Instructions to follow: Please return every line from the entries that has the string "ceramic" in it.

Point localization data:
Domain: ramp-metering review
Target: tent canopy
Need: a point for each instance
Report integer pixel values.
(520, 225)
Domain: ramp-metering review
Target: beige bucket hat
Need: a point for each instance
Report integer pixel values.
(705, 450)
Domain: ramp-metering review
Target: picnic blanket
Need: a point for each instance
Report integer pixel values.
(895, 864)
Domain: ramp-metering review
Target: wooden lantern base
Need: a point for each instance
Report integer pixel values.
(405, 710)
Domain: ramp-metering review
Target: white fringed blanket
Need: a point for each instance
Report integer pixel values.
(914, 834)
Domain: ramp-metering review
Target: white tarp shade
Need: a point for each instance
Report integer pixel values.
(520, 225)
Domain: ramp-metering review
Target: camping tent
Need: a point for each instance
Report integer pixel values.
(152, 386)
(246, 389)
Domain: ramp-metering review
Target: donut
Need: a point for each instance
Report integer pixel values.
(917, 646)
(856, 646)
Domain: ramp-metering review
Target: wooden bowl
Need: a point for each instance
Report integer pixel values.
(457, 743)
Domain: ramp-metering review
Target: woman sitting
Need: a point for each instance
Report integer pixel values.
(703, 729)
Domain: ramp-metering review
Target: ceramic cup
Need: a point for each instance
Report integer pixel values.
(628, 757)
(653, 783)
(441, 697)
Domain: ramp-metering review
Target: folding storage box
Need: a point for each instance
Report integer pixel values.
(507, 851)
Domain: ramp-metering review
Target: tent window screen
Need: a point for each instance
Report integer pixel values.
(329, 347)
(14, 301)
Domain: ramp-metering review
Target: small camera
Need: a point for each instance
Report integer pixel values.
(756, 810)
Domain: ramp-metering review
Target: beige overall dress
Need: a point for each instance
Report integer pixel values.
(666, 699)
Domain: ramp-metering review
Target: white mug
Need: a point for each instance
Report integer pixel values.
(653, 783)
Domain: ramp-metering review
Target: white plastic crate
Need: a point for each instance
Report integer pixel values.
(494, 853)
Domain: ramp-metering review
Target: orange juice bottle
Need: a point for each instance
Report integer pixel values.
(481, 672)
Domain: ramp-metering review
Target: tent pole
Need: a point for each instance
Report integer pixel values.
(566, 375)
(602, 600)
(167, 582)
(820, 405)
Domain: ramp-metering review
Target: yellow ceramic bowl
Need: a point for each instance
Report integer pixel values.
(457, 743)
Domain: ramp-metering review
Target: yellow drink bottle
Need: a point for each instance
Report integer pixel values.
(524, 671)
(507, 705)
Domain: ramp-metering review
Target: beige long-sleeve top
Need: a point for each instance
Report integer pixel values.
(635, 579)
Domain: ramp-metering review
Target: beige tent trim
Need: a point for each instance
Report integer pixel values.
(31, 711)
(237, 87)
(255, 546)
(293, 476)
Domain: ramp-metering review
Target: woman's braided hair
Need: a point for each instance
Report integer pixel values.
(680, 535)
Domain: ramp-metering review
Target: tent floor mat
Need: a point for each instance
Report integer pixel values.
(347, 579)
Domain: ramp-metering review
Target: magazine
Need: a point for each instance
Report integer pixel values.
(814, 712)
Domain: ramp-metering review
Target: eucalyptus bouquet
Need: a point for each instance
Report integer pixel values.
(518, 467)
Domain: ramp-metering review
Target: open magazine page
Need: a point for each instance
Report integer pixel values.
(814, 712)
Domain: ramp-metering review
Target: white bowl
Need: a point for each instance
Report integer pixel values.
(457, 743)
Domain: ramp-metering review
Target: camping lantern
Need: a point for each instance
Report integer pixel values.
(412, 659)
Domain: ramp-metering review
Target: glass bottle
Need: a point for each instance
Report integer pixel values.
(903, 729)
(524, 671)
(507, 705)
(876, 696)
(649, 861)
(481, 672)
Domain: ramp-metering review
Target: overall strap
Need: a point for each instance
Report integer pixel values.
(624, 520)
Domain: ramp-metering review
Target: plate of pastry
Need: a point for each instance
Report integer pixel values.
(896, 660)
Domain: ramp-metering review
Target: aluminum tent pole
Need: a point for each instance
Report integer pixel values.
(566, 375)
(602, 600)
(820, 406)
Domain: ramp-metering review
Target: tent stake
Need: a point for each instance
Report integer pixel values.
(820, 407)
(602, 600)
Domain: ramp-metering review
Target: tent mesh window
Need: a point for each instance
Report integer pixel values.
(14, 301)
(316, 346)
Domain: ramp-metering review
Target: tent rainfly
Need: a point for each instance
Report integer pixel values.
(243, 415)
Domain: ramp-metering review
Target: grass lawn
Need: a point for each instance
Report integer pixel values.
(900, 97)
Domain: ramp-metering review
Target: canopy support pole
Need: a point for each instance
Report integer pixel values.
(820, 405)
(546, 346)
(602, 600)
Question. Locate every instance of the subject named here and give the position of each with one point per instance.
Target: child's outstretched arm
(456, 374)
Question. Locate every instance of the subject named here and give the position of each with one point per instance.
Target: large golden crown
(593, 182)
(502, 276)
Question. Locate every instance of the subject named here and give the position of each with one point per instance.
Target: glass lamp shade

Result for this exercise:
Target: ceramic cup
Target: yellow ceramic bowl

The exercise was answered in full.